PROBLEM: Could you set out the lines below as a Markdown table with the columns Row and Line, starting with the line containing "Please spot the blue" and going on through the line containing "Target: arched window"? Skip blank lines and leave the pictures out.

--- Start of MATERIAL FOR THIS EXERCISE ---

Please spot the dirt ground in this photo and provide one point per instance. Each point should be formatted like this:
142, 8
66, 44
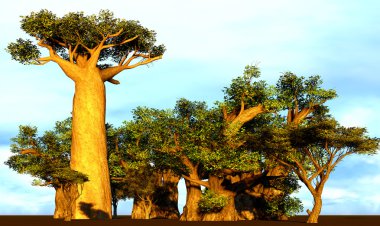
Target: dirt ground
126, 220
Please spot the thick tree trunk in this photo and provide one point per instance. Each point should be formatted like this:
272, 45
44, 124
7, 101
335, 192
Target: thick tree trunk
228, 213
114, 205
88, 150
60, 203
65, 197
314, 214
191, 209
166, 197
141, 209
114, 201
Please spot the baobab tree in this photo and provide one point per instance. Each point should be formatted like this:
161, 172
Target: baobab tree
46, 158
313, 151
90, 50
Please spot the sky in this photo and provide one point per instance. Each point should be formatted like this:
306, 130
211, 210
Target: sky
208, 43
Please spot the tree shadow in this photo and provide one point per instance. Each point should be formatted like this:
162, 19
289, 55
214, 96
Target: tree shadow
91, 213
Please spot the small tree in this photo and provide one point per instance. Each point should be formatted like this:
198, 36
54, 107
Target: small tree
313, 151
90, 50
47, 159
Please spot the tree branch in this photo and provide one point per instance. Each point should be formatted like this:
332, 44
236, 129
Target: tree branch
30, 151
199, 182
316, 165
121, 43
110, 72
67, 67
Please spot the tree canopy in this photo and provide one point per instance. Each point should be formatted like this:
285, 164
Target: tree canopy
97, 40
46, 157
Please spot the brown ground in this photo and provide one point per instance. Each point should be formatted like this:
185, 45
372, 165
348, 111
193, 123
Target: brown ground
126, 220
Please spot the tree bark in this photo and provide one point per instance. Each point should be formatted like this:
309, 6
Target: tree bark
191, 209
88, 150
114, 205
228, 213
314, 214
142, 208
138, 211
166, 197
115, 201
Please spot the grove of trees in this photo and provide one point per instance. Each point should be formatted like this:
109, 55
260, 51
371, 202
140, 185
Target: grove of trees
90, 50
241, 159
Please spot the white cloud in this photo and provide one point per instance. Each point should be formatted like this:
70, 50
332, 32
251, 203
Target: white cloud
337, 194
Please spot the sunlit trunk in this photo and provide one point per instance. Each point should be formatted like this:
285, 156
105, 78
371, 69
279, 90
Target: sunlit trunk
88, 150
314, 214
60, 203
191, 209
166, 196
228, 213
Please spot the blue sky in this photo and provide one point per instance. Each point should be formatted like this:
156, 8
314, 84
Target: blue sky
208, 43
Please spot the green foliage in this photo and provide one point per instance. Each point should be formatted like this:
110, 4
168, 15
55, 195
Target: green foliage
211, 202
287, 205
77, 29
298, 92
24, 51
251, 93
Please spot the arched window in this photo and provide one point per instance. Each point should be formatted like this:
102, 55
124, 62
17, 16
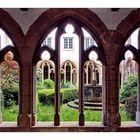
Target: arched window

--- End of MATERIAL FOR THIS EXERCISE ---
--- Start of MATERIAL FOR THIS EXERCISE ---

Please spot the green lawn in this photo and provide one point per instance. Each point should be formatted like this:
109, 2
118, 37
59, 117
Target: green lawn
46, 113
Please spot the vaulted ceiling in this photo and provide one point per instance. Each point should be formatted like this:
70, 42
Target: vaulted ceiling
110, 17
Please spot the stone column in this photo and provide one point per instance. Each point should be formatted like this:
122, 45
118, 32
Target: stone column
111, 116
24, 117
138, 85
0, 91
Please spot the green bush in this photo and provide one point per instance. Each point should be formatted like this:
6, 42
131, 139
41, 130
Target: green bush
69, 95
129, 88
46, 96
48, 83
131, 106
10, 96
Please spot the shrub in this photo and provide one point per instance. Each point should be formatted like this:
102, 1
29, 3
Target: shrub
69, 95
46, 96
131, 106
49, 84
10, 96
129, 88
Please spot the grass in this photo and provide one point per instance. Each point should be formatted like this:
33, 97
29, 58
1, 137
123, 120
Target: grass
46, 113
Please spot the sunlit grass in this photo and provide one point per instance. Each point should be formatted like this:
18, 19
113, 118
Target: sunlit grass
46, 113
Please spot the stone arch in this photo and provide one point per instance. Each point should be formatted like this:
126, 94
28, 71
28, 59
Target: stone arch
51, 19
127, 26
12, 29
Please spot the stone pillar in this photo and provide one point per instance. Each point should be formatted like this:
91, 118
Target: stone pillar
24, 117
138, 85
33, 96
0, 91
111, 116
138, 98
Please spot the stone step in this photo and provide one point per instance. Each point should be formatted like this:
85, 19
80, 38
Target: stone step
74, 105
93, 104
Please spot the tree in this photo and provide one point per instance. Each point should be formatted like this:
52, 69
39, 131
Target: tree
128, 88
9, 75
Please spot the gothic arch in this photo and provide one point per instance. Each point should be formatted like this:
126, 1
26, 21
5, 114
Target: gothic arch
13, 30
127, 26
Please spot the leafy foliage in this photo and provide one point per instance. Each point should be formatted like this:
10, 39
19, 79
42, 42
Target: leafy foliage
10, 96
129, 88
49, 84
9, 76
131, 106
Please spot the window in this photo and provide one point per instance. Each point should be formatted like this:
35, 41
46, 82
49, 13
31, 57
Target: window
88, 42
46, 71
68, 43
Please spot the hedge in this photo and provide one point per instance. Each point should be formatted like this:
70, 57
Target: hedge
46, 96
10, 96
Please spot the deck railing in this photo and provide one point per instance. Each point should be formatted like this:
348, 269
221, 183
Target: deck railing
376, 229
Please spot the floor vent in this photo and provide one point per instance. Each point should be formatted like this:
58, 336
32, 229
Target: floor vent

--- End of MATERIAL FOR THIS EXERCISE ---
--- Start of MATERIAL FOR THIS EXERCISE ---

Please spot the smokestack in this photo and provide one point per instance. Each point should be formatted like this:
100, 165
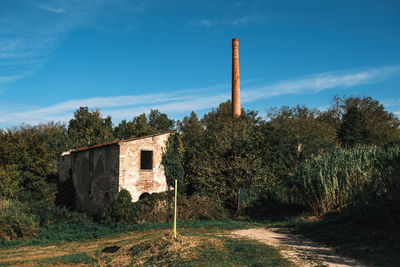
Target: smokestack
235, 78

--- End of MATERIAL FOR THIS EXERCISE ---

THE ANSWER:
| Row | Line |
|---|---|
| 1 | Please spot the blue sky in this photo and provide one point per instance. Each point should be formatted like this: |
| 2 | 156, 8 |
| 3 | 314, 84 |
| 4 | Target: blue sky |
| 5 | 208, 43 |
| 6 | Please spot the green foliage in this photo and provide one point per instance. Each point should be formatted like this: |
| 7 | 110, 4 |
| 8 | 168, 15 |
| 9 | 55, 195 |
| 10 | Target: green foliage |
| 11 | 211, 202 |
| 12 | 287, 205 |
| 13 | 77, 29 |
| 14 | 298, 92 |
| 15 | 24, 51 |
| 16 | 251, 93 |
| 17 | Please spot the arched window in this photo and provide one point per instance. Each point should be formatted like this: |
| 18 | 102, 55 |
| 19 | 124, 62 |
| 20 | 17, 16 |
| 21 | Target: arched window |